◆ **What needs to be done**
Return all lines from the listing below in which "outline" appears.

◆ **Data records**
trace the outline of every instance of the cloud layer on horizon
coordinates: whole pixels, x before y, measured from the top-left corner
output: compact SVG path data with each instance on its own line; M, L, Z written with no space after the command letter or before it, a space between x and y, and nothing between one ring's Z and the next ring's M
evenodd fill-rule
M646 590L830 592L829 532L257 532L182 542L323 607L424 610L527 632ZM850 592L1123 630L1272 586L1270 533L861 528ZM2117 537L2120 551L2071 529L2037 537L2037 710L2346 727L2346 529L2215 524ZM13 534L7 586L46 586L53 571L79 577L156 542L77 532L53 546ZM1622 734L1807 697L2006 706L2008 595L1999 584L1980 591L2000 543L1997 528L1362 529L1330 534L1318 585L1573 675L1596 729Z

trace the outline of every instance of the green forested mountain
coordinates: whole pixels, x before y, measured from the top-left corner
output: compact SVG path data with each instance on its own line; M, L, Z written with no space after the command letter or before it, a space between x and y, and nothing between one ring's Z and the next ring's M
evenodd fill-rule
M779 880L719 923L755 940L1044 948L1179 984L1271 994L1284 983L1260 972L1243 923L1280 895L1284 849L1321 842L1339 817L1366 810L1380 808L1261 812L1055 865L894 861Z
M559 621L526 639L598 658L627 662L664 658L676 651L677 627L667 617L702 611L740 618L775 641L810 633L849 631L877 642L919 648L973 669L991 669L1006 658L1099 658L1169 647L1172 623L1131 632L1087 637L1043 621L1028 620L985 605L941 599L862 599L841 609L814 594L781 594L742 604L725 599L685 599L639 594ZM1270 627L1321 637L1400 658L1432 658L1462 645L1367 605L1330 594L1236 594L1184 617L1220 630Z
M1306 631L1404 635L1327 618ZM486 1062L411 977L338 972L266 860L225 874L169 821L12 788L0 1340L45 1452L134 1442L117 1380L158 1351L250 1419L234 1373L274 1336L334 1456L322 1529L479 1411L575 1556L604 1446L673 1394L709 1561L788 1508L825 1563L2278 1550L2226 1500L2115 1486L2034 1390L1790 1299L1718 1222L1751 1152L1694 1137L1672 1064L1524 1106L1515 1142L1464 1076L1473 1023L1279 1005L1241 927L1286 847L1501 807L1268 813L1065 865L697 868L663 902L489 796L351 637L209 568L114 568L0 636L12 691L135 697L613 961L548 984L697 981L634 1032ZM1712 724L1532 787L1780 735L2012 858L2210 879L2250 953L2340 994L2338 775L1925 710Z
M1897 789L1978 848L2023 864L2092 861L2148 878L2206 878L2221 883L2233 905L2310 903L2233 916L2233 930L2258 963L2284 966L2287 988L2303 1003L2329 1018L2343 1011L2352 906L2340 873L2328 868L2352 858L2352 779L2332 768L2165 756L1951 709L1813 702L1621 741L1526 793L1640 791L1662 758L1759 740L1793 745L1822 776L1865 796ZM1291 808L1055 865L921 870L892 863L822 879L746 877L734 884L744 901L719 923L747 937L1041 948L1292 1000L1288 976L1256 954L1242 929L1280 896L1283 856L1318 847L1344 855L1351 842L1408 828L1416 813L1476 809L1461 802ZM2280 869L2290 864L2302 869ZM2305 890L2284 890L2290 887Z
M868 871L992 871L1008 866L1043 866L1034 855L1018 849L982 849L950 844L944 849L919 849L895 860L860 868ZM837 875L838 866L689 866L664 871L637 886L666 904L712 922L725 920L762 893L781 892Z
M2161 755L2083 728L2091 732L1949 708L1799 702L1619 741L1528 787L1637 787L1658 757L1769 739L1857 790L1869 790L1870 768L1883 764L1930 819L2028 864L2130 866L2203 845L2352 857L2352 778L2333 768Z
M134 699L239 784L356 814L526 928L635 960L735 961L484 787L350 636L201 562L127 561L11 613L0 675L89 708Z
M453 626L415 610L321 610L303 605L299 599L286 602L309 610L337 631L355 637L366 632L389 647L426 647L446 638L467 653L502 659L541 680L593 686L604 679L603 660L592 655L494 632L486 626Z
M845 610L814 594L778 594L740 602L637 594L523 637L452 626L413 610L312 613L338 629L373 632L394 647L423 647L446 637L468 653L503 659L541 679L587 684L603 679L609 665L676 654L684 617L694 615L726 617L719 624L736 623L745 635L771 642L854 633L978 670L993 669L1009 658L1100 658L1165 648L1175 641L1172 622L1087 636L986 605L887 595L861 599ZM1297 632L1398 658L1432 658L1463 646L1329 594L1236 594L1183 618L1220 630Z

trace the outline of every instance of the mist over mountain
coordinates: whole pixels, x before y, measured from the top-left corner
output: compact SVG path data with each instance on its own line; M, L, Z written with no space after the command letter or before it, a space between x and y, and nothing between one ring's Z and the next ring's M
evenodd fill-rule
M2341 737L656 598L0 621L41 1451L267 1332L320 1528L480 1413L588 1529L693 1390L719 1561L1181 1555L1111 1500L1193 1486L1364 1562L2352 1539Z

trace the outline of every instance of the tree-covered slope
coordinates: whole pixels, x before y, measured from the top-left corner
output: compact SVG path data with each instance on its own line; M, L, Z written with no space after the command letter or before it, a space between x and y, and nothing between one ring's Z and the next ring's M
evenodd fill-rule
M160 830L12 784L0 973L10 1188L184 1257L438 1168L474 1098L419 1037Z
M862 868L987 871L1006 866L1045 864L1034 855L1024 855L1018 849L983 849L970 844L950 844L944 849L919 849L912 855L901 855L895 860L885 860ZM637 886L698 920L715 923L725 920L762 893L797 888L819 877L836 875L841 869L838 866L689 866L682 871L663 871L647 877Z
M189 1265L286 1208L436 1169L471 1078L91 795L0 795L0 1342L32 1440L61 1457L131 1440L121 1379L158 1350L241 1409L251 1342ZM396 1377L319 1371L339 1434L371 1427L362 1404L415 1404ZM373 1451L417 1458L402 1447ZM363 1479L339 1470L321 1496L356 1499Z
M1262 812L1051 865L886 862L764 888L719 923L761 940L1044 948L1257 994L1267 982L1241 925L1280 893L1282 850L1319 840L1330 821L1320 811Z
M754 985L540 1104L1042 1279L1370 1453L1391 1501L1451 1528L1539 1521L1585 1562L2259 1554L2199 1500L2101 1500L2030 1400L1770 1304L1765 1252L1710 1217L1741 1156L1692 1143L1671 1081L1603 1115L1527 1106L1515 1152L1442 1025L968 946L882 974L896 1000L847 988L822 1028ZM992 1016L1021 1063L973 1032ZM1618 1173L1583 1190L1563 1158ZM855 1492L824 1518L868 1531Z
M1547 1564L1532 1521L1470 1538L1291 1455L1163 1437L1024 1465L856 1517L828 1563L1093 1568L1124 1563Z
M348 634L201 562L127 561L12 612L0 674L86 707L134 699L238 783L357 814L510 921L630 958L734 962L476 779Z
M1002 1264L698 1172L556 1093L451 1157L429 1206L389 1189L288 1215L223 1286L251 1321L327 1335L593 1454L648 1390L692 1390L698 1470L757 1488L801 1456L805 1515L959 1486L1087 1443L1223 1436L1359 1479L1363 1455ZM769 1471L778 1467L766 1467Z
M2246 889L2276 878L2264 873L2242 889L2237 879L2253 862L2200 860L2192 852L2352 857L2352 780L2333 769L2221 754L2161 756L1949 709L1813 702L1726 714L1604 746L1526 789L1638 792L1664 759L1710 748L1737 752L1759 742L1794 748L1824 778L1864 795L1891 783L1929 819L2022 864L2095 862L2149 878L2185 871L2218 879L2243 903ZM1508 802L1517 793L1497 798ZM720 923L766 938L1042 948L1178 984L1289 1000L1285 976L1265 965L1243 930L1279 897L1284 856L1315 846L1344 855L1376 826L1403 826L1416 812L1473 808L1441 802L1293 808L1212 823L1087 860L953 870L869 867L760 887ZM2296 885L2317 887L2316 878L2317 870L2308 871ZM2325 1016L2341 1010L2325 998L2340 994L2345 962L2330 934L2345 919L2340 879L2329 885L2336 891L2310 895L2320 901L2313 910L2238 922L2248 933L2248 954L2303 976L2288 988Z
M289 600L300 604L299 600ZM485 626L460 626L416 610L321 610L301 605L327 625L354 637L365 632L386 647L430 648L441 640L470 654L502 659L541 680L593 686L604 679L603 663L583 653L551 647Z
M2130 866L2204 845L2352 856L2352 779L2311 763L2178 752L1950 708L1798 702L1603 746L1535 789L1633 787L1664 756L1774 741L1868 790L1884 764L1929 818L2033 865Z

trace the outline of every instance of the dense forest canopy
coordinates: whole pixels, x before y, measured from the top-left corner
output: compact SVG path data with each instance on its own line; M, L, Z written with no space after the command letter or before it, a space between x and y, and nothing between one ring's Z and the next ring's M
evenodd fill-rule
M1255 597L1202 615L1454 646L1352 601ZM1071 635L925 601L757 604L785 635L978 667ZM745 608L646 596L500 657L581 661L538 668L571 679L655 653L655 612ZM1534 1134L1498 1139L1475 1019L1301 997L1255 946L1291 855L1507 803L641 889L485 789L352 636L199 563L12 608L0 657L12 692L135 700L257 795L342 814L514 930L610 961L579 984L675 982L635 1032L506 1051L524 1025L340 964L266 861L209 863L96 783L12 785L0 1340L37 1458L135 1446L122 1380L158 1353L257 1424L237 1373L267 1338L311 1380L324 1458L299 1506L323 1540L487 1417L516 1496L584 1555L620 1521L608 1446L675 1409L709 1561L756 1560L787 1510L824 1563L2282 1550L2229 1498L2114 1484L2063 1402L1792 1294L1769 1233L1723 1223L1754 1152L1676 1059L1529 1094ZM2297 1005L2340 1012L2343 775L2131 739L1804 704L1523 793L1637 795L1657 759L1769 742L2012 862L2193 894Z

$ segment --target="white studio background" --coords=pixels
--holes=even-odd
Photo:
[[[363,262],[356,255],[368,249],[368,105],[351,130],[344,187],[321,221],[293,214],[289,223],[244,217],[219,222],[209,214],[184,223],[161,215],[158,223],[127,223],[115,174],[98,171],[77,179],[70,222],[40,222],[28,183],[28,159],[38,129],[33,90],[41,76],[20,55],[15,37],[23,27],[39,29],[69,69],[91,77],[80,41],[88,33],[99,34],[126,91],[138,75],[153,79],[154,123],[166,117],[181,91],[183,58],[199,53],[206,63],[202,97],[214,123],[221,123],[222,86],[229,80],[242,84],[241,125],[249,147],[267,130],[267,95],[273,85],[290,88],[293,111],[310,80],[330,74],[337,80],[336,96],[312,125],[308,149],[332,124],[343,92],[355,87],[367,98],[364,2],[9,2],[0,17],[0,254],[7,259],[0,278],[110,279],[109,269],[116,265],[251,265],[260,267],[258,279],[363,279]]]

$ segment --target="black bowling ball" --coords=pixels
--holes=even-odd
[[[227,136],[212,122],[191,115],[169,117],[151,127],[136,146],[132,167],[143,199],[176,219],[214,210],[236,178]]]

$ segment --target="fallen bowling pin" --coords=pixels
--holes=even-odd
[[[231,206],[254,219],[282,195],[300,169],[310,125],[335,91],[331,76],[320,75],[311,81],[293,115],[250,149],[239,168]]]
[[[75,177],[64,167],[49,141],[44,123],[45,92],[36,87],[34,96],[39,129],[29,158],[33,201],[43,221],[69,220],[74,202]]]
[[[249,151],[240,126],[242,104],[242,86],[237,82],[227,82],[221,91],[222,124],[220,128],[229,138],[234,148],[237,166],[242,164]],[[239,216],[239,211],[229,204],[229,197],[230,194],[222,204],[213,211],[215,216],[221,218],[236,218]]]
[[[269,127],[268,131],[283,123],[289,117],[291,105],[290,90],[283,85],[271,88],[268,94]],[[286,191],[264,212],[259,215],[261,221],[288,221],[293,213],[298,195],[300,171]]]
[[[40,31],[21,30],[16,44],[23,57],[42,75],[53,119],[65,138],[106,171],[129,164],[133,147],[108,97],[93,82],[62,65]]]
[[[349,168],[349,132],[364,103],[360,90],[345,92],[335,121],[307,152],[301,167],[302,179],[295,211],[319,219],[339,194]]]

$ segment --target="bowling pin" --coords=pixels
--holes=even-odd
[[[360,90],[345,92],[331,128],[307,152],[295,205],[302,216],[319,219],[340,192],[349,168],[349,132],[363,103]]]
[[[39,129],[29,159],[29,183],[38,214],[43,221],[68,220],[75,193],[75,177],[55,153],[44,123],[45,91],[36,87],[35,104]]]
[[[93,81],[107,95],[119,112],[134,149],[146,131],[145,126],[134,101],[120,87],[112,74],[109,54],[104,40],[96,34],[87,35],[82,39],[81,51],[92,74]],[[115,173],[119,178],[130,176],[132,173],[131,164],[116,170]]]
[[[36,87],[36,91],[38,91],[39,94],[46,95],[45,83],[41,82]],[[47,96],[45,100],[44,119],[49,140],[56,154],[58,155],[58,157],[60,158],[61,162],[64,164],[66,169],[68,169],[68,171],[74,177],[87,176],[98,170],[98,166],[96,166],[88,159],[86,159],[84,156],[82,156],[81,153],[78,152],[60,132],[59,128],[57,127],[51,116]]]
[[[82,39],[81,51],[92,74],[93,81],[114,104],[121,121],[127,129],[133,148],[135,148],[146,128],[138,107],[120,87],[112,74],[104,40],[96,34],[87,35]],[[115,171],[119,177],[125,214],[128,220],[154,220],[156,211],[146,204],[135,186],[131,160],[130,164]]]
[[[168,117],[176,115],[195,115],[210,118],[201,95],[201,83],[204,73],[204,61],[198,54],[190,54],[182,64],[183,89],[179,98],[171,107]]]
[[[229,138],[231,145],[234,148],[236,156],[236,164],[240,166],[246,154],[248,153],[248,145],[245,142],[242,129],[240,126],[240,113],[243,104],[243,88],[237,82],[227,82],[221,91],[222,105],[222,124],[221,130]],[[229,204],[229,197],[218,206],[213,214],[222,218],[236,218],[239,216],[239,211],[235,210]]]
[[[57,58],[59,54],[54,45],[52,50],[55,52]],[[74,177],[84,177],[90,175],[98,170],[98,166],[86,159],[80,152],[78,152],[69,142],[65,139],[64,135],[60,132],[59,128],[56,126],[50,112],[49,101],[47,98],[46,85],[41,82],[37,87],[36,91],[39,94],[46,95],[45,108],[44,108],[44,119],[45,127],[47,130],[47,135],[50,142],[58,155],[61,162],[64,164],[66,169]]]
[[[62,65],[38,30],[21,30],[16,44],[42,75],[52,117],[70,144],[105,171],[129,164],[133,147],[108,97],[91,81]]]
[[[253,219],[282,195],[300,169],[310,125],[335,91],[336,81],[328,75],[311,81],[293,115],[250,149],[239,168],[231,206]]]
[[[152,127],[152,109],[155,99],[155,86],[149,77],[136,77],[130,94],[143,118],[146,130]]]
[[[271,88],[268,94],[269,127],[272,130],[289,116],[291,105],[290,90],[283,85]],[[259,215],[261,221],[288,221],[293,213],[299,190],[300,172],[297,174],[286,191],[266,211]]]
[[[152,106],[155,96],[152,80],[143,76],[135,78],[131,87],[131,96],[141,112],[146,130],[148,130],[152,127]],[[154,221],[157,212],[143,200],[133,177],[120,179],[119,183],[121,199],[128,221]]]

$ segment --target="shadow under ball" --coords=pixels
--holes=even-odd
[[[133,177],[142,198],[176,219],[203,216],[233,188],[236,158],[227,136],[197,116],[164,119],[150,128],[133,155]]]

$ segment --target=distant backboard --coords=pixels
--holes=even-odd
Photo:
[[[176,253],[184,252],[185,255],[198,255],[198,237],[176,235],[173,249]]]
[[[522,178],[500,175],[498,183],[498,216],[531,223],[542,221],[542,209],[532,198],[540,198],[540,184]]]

◆ **Result for this task**
trace the outline of every instance of the cloud layer on horizon
trace the outline of every instance of the green forested mountain
trace the outline of every instance of the mist over mountain
trace the outline of every instance of the tree-covered slope
trace the outline of every instance of the dense forest canopy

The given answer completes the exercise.